EXTRAIT DU DOCUMENT:
>>>>

Il s'agissait de la plus grande importante manifestation depuis le séisme du 12 janvier, qui a ravagé le pays, tué près de 250 000 morts et laissé plus d'un million de personnes déplacées.

La police nationale haïtienne était aux aguets, et même l'armée américaine surveillait le déroulement des choses du haut des airs, en hélicoptère.

On rapporte quelques coups de feu tirés, tandis que les forces de l'ordre ont quant à elles lancé des gaz lacrymogènes afin de contrôler la foule.

Les opposants au président Préval lui reprochent de ne pas en faire assez depuis la catastrophe, et d'utiliser maintenant la crise pour se maintenir au pouvoir.

Pendant ce temps, au Sénat...

De l'autre côté de la ville, c'est en veston-cravate que les critiques se faisaient entendre. La dernière séance du Sénat haïtien a presque tourné à la foire d'empoigne, l'opposition ayant essayé de bloquer, ou du moins retarder, l'adoption du projet de loi prolongeant le mandat du président, en vain. Ces députés ont claqué la porte en signe de protestation.

<<<<

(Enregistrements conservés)
>>>>

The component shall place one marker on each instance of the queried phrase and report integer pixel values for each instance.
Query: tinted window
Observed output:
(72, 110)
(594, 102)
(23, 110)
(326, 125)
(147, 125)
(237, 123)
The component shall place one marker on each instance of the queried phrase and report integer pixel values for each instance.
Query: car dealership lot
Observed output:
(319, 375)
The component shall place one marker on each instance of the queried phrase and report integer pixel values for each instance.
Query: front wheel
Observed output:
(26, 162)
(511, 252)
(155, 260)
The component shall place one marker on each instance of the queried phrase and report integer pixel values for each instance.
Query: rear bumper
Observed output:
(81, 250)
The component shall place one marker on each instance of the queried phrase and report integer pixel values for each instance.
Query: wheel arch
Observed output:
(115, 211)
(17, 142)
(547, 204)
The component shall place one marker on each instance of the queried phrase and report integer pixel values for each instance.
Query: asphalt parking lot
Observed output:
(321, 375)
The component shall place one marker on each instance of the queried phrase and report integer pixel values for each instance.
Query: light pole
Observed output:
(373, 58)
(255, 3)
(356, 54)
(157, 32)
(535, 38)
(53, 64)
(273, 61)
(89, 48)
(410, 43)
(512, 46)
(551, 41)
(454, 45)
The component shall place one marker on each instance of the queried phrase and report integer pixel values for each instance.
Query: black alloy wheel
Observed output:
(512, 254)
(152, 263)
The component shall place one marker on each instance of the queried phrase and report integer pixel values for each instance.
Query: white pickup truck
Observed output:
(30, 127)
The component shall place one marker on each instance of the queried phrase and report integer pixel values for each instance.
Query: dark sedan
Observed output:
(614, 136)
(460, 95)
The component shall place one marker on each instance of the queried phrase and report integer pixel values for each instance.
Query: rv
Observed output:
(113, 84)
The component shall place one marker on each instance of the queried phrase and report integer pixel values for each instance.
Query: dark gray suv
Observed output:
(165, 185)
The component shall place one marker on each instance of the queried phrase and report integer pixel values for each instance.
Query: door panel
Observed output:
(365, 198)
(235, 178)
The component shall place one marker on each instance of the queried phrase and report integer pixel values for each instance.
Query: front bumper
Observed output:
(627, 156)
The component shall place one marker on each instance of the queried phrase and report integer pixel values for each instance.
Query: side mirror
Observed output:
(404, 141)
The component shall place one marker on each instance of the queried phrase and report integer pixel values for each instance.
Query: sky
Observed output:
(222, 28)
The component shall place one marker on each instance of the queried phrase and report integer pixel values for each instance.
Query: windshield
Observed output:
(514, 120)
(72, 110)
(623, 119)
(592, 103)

<<<<

OBJECTIF 1: Comptez les lignes qui contiennent la chaîne « bumper », en tenant compte de la casse, et donnez uniquement ce nombre.
OBJECTIF 2: Poursuivez le texte sur la contestation du président Préval en Haïti à partir de sa dernière phrase.
Le texte et les lignes n'ont aucun rapport entre eux.

RÉPONSE 1: 2

RÉPONSE 2:
Après avoir prolongé pour 18 mois l'état d'urgence décrété après le séisme, qui augmente les pouvoirs du président, les parlementaires ont accepté une prolongation du mandat du chef d'État, s'il était impossible de tenir des élections, comme prévu, en novembre prochain. La Constitution haïtienne prévoit que René Préval doit quitter ses fonctions en février prochain; avec cette modification, il a l'option de rester jusqu'en mai.

Les députés ne seront pas convoqués de nouveau avant la tenue du scrutin : l'opposition y voit une dérive autoritaire, dans un pays trop habitué aux dictatures.

«Pour la quatrième fois, le président Préval n'a pas su ou n'a pas voulu faire des élections à temps. Alors, nous laissons un vide derrière nous, soutient le député indépendant de Pétion Ville, Steven Benoît, farouche opposant au chef d'État. Il n'y a pas de Parlement, alors il n'y a pas de contrôle. À partir de maintenant, il fait ce qu'il veut. C'est dangereux, ça peut déboucher sur un début de dictature.»

«Maintenant il utilise la catastrophe pour rester au pouvoir le plus longtemps possible, ajoute M. Benoît. C'est l'histoire de tous les présidents haïtiens. Mais l'histoire retiendra aussi que chaque fois qu'un président essaie de rester au-delà de son mandat, il y a toujours eu un coup d'État. Il a toujours été obligé de partir, ce qui va arriver à Préval aussi.»

Selon lui, si les parlementaires ne peuvent plus contrôler les décisions du président, la population, elle, «veillera au grain».

«C'est pourquoi aujourd'hui, on a eu un début de manifestations. Ça va durer et le groupe va grossir au fur et à mesure. Il y aura de la violence et on ne sait quoi», conclut-il.